**EXTRACTED MATERIAL**:
-*-

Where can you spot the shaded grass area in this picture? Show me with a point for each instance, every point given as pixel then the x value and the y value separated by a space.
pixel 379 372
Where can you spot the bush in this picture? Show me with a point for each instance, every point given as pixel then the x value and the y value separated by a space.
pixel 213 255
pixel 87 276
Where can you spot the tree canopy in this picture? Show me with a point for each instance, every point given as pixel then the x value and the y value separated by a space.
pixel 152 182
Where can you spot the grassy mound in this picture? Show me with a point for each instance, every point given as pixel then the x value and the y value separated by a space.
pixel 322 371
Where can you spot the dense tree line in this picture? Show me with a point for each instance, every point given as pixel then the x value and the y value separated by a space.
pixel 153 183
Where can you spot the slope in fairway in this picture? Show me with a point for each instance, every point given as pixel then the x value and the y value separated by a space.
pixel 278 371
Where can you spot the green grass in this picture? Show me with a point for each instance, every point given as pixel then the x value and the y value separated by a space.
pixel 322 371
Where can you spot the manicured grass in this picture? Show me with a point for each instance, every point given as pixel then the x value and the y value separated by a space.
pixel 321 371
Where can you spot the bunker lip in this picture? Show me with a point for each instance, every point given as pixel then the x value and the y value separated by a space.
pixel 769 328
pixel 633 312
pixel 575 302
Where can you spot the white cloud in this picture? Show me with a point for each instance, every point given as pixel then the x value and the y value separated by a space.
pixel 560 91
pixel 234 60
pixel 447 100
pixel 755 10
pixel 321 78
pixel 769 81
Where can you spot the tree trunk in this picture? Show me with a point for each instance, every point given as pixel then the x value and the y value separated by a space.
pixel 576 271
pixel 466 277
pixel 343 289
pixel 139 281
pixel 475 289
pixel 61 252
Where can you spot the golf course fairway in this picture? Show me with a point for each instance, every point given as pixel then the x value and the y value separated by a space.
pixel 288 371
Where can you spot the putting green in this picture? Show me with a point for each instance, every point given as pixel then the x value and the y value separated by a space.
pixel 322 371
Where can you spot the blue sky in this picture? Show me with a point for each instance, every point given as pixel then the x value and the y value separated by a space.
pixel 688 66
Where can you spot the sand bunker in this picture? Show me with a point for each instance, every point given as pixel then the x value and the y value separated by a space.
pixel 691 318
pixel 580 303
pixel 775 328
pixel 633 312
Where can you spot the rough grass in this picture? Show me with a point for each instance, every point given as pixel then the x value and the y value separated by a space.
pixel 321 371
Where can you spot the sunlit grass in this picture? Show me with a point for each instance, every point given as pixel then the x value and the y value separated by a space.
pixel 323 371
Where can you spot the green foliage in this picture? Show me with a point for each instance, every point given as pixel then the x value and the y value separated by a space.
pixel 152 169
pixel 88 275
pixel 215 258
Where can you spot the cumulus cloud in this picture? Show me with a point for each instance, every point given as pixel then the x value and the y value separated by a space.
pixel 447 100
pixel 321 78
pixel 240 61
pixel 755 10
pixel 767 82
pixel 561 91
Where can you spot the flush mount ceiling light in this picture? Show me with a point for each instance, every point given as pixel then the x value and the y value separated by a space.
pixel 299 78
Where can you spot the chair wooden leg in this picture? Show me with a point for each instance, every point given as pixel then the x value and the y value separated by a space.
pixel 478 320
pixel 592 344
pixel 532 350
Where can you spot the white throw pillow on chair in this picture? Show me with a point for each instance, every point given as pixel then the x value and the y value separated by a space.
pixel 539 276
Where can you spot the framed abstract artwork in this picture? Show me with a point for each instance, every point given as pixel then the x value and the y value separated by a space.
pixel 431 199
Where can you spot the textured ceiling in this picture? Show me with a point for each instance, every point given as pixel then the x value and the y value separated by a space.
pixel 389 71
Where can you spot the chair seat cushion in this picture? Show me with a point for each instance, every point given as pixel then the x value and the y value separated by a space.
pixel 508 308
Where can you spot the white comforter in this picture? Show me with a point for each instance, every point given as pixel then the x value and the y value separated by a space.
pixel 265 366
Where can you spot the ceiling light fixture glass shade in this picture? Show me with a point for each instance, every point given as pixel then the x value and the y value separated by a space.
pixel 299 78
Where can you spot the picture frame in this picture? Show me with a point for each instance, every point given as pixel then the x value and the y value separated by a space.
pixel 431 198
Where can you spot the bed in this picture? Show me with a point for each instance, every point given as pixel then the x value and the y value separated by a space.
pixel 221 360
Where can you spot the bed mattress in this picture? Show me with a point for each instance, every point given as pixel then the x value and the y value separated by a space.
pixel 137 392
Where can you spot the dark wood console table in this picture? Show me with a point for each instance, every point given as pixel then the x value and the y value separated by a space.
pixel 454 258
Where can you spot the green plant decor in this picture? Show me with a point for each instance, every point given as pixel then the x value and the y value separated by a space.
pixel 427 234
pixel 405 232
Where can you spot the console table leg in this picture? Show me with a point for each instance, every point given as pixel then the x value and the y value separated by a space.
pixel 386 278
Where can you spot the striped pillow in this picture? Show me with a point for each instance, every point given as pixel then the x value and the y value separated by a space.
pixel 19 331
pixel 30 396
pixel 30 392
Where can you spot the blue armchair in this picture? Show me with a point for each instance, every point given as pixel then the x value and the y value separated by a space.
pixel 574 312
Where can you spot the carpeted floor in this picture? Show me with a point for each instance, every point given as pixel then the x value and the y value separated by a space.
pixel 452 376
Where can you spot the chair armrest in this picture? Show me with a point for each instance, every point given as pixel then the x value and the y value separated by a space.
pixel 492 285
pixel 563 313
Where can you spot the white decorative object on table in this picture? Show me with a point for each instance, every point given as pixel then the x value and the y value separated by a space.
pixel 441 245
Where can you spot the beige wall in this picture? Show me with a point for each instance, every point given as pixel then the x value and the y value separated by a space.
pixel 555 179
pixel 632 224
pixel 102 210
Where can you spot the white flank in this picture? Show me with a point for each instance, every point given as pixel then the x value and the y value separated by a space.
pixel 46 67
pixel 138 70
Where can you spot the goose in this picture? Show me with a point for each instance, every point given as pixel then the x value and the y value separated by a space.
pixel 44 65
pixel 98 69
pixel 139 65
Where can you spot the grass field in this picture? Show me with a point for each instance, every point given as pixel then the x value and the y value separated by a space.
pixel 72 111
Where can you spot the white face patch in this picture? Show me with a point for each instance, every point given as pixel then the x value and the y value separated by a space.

-*-

**WORK TO BE COMPLETED**:
Put the lines from the line with "Where can you spot the textured" up to and including the line with "pixel 221 360" into a JSON list of strings, one string per line, leaving out any blank lines.

**TASK ANSWER**:
[
  "Where can you spot the textured ceiling in this picture? Show me with a point for each instance, every point given as pixel then the x value and the y value separated by a space.",
  "pixel 389 71",
  "Where can you spot the chair seat cushion in this picture? Show me with a point for each instance, every point given as pixel then the x value and the y value separated by a space.",
  "pixel 508 308",
  "Where can you spot the white comforter in this picture? Show me with a point for each instance, every point given as pixel then the x value and the y value separated by a space.",
  "pixel 265 366",
  "Where can you spot the ceiling light fixture glass shade in this picture? Show me with a point for each instance, every point given as pixel then the x value and the y value separated by a space.",
  "pixel 299 78",
  "Where can you spot the picture frame in this picture? Show me with a point for each instance, every point given as pixel then the x value and the y value separated by a space.",
  "pixel 431 198",
  "Where can you spot the bed in this picture? Show me with a point for each instance, every point given as pixel then the x value and the y value separated by a space.",
  "pixel 221 360"
]